== EXERCISE ==
Transcribe the records that follow exactly. Skip the pictures.

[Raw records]
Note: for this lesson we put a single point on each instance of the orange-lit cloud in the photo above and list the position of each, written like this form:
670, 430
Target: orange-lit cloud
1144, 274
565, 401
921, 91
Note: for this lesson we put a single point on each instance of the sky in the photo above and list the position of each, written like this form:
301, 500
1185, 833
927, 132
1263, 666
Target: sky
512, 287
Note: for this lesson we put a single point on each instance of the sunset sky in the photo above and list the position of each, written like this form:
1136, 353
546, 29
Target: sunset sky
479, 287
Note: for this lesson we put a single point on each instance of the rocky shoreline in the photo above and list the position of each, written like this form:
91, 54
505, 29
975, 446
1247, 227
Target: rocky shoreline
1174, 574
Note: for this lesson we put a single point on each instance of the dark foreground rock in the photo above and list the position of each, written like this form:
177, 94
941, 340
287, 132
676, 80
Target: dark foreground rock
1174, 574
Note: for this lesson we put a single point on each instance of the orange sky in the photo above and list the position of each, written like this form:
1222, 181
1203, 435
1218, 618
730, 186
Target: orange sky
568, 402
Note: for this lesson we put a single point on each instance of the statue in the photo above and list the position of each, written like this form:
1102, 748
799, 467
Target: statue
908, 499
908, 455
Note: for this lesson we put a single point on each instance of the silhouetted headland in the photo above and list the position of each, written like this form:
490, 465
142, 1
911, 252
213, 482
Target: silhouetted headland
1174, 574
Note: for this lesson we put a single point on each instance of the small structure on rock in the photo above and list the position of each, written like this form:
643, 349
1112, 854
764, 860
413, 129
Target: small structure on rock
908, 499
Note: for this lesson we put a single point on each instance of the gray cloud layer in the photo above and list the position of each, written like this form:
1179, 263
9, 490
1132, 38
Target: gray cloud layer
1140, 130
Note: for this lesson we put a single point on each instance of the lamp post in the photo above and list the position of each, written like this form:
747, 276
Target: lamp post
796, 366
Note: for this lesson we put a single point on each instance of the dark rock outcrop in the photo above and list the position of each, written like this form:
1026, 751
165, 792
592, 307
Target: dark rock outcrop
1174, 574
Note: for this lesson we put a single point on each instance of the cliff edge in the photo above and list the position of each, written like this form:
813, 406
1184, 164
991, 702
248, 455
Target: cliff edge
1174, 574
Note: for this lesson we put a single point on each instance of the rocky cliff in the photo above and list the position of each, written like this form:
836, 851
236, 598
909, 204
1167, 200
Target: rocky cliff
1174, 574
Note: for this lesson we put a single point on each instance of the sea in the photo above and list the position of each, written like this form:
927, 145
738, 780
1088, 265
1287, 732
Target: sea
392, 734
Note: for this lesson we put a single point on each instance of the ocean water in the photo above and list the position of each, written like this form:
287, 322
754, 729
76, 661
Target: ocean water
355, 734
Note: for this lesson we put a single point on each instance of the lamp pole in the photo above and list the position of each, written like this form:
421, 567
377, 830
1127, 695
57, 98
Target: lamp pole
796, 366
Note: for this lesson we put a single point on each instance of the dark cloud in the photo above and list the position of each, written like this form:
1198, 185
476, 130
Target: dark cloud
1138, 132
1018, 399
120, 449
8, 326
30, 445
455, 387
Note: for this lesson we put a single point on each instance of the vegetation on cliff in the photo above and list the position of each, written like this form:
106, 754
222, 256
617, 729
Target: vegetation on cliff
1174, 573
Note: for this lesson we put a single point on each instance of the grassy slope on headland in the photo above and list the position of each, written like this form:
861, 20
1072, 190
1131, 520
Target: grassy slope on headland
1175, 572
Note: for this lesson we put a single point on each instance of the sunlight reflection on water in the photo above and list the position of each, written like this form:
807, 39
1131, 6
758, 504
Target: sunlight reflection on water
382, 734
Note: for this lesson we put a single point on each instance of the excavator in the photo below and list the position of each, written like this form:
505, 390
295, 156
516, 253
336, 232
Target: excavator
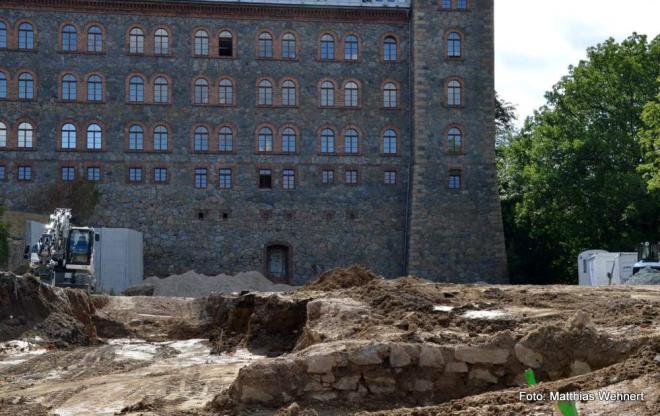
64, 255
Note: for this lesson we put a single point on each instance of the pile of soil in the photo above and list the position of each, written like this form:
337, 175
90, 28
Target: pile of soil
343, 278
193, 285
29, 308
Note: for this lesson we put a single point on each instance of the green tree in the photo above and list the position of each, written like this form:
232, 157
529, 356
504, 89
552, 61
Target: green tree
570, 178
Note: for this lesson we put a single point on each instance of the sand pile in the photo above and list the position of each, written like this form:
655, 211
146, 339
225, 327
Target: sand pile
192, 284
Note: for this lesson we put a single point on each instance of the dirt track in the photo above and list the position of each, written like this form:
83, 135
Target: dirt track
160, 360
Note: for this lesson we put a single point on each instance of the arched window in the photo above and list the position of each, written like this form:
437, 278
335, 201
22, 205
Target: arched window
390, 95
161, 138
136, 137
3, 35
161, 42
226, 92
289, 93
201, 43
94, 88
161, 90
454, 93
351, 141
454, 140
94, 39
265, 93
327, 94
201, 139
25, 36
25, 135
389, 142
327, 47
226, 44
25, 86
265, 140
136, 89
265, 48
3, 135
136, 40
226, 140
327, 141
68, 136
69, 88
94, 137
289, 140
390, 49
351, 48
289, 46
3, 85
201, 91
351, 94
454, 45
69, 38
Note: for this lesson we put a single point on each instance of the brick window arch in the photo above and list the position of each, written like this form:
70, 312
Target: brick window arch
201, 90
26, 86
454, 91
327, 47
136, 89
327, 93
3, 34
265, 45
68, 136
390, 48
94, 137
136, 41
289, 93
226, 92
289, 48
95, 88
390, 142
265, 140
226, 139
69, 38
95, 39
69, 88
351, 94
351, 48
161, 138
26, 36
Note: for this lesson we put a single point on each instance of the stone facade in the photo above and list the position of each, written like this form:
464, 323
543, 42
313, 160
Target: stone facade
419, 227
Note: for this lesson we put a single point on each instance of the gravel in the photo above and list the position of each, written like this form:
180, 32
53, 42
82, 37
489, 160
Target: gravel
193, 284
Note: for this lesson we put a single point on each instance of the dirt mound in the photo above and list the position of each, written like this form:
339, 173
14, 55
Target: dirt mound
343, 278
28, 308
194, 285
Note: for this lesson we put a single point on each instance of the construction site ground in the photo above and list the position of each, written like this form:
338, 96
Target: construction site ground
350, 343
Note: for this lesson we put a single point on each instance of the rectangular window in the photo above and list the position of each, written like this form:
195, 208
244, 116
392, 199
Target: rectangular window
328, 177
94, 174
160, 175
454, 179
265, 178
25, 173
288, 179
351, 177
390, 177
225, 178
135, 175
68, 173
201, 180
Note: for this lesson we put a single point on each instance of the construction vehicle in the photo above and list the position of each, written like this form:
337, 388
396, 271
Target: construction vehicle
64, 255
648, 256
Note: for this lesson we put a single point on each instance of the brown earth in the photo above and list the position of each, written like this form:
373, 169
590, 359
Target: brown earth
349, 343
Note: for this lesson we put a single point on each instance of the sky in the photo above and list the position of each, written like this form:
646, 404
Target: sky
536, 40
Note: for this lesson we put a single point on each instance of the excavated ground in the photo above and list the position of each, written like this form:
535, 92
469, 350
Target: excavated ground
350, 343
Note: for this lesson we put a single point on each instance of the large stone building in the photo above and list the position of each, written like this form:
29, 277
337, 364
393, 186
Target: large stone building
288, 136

== WRITTEN SOLUTION ==
Note: for this lesson we put a single point on each instance of the orange-lit cloud in the photo above and list the position of each, written like this form:
670, 430
Target: orange-lit cloud
1144, 274
565, 401
921, 91
Note: for this lesson we put a single point on each instance of the sky in the photo above and list the position of each, written like this form:
301, 500
1185, 833
927, 132
1263, 666
Target: sky
512, 287
Note: for this lesson we put a single point on each instance of the sunset sky in the photo above and list the position of each, written like this form:
1136, 353
546, 29
Target: sunset sky
479, 287
Note: for this lesson we put a single point on each instance of the rocky shoreline in the photo above and list the position of each, written like this form:
91, 54
505, 29
975, 446
1247, 227
Target: rocky shoreline
1174, 574
Note: for this lesson we put a single point on each instance of the dark foreground rock in the photo above and list the position of each, written like this form:
177, 94
941, 340
287, 132
676, 80
Target: dark foreground rock
1174, 574
Note: for this lesson we put a single point on each instance of the orange sky in the photo above and list the position of each, written like this form:
1222, 181
1203, 435
1218, 618
730, 186
Target: orange sky
568, 402
Note: for this lesson we put a single point on each instance of the statue in the photo above and list the position of each, written like this form:
1102, 748
799, 467
Target: statue
908, 499
908, 455
Note: for this lesson we put a single point on each instance of the silhouetted headland in the photo above and list the position of each, written like this form:
490, 465
142, 1
911, 252
213, 482
Target: silhouetted headland
1174, 574
Note: for this lesson we put a single point on each instance of the small structure on rock in the photo above and list the position of each, written like this form:
643, 349
1112, 854
764, 860
413, 129
Target: small structure on rock
908, 499
Note: for this lesson we put a single point on each instance of the gray cloud layer in the photo above and list the position of each, written like this form:
1179, 263
9, 490
1132, 38
Target: gray cloud layer
1140, 130
Note: for this lesson we put a single point on each instance of the lamp post in the photo above and list the position of each, written like this form:
747, 276
Target: lamp post
796, 366
Note: for this lesson we put a single point on each instance of the dark rock outcrop in the photo above and list the position of each, written like this form:
1026, 751
165, 792
592, 307
Target: dark rock outcrop
1174, 574
Note: for this lesson we put a single point on each instance of the cliff edge in the photo above and list the position of each, written like this form:
813, 406
1184, 164
991, 702
248, 455
Target: cliff edge
1174, 574
Note: for this lesson we put a single point on each instance of the rocky cliff in the photo above and list the position of each, written like this form:
836, 851
236, 598
909, 204
1167, 200
Target: rocky cliff
1174, 574
Note: for this lesson we put a single point on each instance of the sea in the photo above and list the position of each, written like this form:
927, 145
738, 780
1088, 265
1287, 732
Target: sea
392, 734
Note: for this lesson we put a single point on each instance of the ocean water in the photo above and list the position of each, written like this form:
287, 322
754, 729
76, 661
Target: ocean water
355, 734
Note: for this lesson we put a single point on each instance of the lamp pole in the photo above and list the position of each, written like this form:
421, 567
377, 830
1127, 695
57, 98
Target: lamp pole
796, 366
Note: for this lesson we put a single point on each instance of the dark cloud in the photo above and list the position of each, written like this form:
1198, 185
476, 130
Target: dark cloud
1138, 132
1018, 399
120, 449
8, 326
30, 445
455, 387
Note: for this lesson we put a single point on each instance of the vegetation on cliff in the photo above and list the position of each, written like this form:
106, 754
222, 256
617, 729
Target: vegetation on cliff
1174, 573
Note: for this lesson we put a single point on each instance of the grassy slope on headland in the photo above and list the position of each, written like this form:
861, 20
1072, 190
1131, 520
Target: grassy slope on headland
1175, 572
Note: for this lesson we put a single point on each instance of the sunlight reflection on water in the photo above and list the position of each, written like this form:
807, 39
1131, 6
758, 504
Target: sunlight reflection on water
382, 734
Note: for this lesson we put a single point on each instance of the excavator in the photo below and list the position of each, written like this form:
505, 390
295, 156
516, 253
336, 232
Target: excavator
64, 255
Note: for this lesson we put a single point on each instance of the pile of soil in the photo above and list the position of each, written like this form:
337, 175
90, 28
Target: pile of soil
343, 278
193, 285
29, 308
Note: for this lesson we put a single point on each instance of the green tree in the photo above and list the position of each, written like this form:
232, 157
529, 356
504, 89
552, 61
Target: green tree
570, 178
Note: for this lesson we put a single point on each instance of the sand pile in the photo above and list the position of each, written like this form:
655, 211
146, 339
225, 327
Target: sand pile
192, 284
Note: for this lesson we put a single point on each instance of the dirt track in the photo above and list the position of each, written like this form:
83, 135
Target: dirt track
160, 360
Note: for this lesson we put a single point on each instance of the arched window in the photo above and list the position of each, written like this form:
437, 278
335, 201
22, 205
Target: arched window
390, 95
161, 138
136, 137
3, 35
161, 42
226, 92
289, 93
201, 43
94, 88
161, 90
454, 93
351, 141
454, 140
94, 39
265, 93
327, 94
201, 139
25, 36
25, 135
389, 142
327, 47
226, 44
25, 86
265, 140
136, 89
265, 48
3, 135
136, 40
226, 140
327, 141
68, 136
69, 88
94, 137
289, 140
390, 49
351, 48
289, 46
3, 85
201, 91
351, 94
454, 45
69, 38
Note: for this lesson we put a single point on each instance of the brick window arch in the photo above and list the position of each, written like this form:
70, 312
Target: brick window arch
201, 90
26, 86
454, 91
327, 47
136, 89
327, 93
3, 34
265, 45
68, 136
390, 48
94, 137
136, 41
289, 93
226, 92
289, 48
95, 88
390, 142
265, 140
226, 139
69, 38
95, 39
69, 88
351, 94
351, 48
161, 138
26, 36
Note: for this lesson we put a single point on each instance of the stone facade in the photo above and list the position of each, written like this form:
464, 323
543, 42
313, 160
Target: stone facade
419, 227
Note: for this lesson we put a single point on each instance of the gravel in the photo above and list the position of each, written like this form:
180, 32
53, 42
82, 37
489, 160
Target: gravel
193, 284
Note: for this lesson we put a single point on each instance of the dirt mound in the photo above and list the position of each, written like this form:
339, 173
14, 55
Target: dirt mound
343, 278
28, 308
194, 285
Note: for this lesson we put a single point on each instance of the construction site ground in the photo above and list the position of each, written like this form:
338, 96
Target: construction site ground
350, 343
Note: for this lesson we put a single point on each instance of the rectangular window in the photo above and list the position of each, written like this form:
195, 208
244, 116
392, 199
Target: rectangular window
328, 177
94, 174
160, 175
454, 179
265, 178
25, 173
288, 179
351, 177
390, 177
225, 178
135, 175
68, 173
201, 180
Note: for this lesson we put a single point on each instance of the construction vehicle in the photo above and list the position of each, written like this form:
337, 388
396, 271
Target: construction vehicle
64, 255
648, 256
Note: for this lesson we put a single point on each instance of the brown earth in the photo above and list the position of each, written like this form:
373, 169
590, 359
Target: brown earth
349, 343
Note: for this lesson we put a single point on each instance of the sky in the photo above and list the position of each, written like this form:
646, 404
Target: sky
536, 40
Note: for this lesson we put a single point on each instance of the excavated ground in the photo above and list the position of each, written like this form:
535, 92
469, 350
Target: excavated ground
350, 343
Note: for this lesson we put a single point on each instance of the large stone building in the photo above and list the position of each, written like this form:
29, 277
337, 364
393, 186
Target: large stone building
288, 136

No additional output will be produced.